Assigned task
Copy the part of the abstract on ChatGPT answers about lung cancer surgery that runs between "Ferrari-Light D, Merritt" and "analyzed in aggregate.", inclusive.

-------- Passage --------

J Thorac Cardiovasc Surg in press

Evaluating ChatGPT as a Patient Resource for Frequently
Asked Questions about Lung Cancer Surgery - A Pilot Study.

Ferrari-Light D, Merritt RE, D'Souza D, Ferguson MK, Harrison S, Madariaga ML, Lee BE, Moffatt-Bruce SD, Kneuertz PJ

OBJECTIVE : Chat-based artificial intelligence (AI) programs like ChatGPT are re-imagining how patients seek information. This study aims to evaluate the quality and accuracy of ChatGPT-generated answers to common patient questions about lung cancer surgery.

METHODS : A 30-question survey of patient questions about lung cancer surgery was posed to ChatGPT in July 2023. The ChatGPT-generated responses were presented to nine thoracic surgeons at four academic institutions who rated the quality of the answer on a 5-point Likert scale. They also evaluated if the response contained any inaccuracies and were prompted to submit free text comments. Responses were analyzed in aggregate.

RESULTS : For ChatGPT-generated answers, the average quality ranged from 3.1-4.2 out of 5.0, indicating they were generally "good" or "very good". No answer received a unanimous 1-star (poor quality) or 5-star (excellent quality) score. Minor inaccuracies were found by at least one surgeon in 100% of the answers, and major inaccuracies were found in 36.6%. Regarding ChatGPT, 66.7% of surgeons felt it was an accurate source of information for patients. However, only 55.6% felt they were comparable to answers given by experienced thoracic surgeons, and only 44.4% would recommend it to their patients. Common criticisms of ChatGPT-generated answers included lengthiness, lack of specificity regarding surgical care, and lack of references.

-------- Material provided --------

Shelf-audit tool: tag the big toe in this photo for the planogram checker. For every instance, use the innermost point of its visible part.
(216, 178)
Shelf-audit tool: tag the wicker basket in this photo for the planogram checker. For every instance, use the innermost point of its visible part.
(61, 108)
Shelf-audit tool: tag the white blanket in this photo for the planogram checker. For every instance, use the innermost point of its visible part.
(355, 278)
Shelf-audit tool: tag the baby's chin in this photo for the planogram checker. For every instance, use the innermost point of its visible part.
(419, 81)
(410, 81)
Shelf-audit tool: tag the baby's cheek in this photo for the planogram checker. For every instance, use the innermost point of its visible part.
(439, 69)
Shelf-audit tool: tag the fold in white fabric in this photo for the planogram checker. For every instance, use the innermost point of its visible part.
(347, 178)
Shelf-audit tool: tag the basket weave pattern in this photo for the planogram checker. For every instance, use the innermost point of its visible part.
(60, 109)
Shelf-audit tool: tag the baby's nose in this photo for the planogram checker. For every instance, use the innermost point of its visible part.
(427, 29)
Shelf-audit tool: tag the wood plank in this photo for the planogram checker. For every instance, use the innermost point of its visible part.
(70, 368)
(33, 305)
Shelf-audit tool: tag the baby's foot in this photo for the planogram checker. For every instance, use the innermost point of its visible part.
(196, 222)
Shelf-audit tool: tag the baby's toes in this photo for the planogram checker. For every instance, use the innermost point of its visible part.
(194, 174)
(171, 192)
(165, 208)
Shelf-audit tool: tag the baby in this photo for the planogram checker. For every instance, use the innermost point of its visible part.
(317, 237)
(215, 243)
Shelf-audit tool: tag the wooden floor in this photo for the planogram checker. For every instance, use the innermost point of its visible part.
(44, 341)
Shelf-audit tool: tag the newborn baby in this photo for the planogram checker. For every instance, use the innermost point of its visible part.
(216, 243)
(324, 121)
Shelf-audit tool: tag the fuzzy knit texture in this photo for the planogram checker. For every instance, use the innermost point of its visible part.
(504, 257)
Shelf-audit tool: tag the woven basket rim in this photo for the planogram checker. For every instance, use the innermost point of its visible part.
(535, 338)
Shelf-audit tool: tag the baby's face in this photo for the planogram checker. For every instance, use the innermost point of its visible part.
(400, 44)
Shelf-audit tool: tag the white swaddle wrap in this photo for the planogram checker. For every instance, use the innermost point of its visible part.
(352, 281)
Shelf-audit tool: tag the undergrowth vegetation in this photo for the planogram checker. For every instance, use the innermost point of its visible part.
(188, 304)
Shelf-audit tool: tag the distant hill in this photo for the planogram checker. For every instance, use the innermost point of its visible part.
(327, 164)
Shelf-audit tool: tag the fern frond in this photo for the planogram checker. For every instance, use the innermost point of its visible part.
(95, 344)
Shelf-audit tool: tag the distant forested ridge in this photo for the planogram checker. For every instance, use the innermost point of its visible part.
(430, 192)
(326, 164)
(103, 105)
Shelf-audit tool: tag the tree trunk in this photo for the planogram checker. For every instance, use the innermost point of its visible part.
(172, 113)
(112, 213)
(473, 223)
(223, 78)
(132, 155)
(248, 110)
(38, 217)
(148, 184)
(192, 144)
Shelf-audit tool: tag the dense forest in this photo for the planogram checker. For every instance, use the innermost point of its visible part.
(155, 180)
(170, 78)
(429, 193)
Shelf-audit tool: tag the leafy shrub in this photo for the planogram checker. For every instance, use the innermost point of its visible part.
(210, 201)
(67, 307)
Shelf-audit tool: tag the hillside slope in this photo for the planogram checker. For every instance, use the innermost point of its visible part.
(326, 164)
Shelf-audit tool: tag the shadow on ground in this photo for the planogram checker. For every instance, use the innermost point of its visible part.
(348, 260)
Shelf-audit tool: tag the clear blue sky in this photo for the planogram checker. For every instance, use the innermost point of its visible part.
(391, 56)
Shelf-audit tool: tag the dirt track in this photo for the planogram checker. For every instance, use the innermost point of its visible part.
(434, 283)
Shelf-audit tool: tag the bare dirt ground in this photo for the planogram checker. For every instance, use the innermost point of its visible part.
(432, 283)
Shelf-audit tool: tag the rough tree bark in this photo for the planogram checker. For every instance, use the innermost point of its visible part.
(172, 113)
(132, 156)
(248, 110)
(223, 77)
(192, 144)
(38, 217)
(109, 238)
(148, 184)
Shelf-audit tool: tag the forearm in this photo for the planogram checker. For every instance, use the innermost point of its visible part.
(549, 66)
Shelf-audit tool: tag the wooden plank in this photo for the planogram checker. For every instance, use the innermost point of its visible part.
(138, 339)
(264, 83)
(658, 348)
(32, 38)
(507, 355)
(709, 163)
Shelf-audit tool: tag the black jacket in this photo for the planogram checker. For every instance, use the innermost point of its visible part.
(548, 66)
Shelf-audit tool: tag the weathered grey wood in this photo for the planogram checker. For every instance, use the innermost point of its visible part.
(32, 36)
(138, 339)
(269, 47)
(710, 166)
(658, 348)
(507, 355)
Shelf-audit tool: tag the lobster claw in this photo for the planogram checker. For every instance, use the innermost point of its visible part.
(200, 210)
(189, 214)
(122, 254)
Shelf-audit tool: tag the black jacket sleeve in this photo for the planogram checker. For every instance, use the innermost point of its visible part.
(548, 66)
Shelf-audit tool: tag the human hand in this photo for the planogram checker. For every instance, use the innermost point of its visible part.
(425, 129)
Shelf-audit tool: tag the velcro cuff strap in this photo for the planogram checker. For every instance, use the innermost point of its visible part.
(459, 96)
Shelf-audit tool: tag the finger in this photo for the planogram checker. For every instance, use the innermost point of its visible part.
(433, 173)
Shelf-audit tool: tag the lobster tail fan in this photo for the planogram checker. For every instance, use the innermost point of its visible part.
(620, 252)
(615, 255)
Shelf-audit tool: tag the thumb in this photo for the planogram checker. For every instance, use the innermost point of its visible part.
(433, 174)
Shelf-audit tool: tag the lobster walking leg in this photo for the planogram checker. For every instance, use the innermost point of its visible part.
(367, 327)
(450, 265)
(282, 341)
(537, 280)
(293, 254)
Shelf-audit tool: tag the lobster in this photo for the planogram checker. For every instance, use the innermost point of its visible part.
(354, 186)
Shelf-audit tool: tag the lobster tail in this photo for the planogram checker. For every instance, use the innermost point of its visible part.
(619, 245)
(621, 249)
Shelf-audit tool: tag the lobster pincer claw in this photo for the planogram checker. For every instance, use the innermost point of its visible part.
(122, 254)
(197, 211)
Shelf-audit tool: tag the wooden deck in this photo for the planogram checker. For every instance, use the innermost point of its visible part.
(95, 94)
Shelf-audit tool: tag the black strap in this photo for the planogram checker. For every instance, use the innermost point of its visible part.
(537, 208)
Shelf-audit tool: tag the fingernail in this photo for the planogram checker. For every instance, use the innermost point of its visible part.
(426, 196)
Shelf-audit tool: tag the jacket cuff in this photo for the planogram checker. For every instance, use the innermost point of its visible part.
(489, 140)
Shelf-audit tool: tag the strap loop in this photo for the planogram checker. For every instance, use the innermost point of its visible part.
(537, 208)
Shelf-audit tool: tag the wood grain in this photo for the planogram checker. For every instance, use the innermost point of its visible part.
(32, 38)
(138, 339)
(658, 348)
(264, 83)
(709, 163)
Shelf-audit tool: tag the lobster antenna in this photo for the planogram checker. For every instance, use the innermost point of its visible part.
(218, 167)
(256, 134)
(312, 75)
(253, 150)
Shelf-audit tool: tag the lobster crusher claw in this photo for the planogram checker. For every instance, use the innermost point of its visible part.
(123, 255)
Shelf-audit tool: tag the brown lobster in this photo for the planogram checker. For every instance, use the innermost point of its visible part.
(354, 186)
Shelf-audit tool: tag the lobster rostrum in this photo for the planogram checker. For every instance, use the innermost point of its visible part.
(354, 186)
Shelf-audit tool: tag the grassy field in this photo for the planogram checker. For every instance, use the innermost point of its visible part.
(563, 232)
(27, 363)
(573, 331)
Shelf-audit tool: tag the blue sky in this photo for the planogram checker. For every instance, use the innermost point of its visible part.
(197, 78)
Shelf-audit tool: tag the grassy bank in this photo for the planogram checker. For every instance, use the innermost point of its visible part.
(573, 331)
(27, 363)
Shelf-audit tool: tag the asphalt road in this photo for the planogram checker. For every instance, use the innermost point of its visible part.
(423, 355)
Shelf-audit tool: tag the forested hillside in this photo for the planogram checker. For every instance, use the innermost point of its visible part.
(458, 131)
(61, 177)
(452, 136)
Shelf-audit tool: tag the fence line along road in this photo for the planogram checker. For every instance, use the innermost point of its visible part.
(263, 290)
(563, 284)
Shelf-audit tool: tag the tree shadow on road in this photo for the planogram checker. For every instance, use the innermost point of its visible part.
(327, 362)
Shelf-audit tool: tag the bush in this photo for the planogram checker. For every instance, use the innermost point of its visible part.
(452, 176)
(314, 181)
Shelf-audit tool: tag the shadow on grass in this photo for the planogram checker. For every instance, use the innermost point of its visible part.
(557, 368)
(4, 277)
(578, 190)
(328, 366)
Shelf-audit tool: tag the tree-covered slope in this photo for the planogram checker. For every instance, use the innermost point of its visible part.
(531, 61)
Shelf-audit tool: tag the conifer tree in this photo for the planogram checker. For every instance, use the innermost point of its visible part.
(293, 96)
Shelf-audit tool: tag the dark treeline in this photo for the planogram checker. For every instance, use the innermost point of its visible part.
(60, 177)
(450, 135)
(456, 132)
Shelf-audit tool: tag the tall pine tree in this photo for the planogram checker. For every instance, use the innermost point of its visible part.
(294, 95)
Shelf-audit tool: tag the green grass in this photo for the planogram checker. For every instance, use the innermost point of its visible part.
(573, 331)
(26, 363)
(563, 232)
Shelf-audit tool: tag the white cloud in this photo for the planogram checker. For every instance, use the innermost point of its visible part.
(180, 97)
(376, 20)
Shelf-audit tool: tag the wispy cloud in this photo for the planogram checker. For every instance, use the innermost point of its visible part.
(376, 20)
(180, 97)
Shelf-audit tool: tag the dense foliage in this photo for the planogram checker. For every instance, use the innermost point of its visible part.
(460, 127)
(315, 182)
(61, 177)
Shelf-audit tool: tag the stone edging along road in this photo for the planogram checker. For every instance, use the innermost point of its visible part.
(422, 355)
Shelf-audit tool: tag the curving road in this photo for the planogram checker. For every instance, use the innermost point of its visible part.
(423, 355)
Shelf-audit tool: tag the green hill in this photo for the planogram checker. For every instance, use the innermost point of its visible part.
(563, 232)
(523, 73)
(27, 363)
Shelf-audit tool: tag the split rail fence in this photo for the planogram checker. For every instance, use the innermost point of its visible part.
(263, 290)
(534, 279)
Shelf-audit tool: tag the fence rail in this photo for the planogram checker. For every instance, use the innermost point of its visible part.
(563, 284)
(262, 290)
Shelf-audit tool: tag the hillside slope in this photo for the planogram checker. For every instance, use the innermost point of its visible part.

--------

Your response
Ferrari-Light D, Merritt RE, D'Souza D, Ferguson MK, Harrison S, Madariaga ML, Lee BE, Moffatt-Bruce SD, Kneuertz PJ

OBJECTIVE : Chat-based artificial intelligence (AI) programs like ChatGPT are re-imagining how patients seek information. This study aims to evaluate the quality and accuracy of ChatGPT-generated answers to common patient questions about lung cancer surgery.

METHODS : A 30-question survey of patient questions about lung cancer surgery was posed to ChatGPT in July 2023. The ChatGPT-generated responses were presented to nine thoracic surgeons at four academic institutions who rated the quality of the answer on a 5-point Likert scale. They also evaluated if the response contained any inaccuracies and were prompted to submit free text comments. Responses were analyzed in aggregate.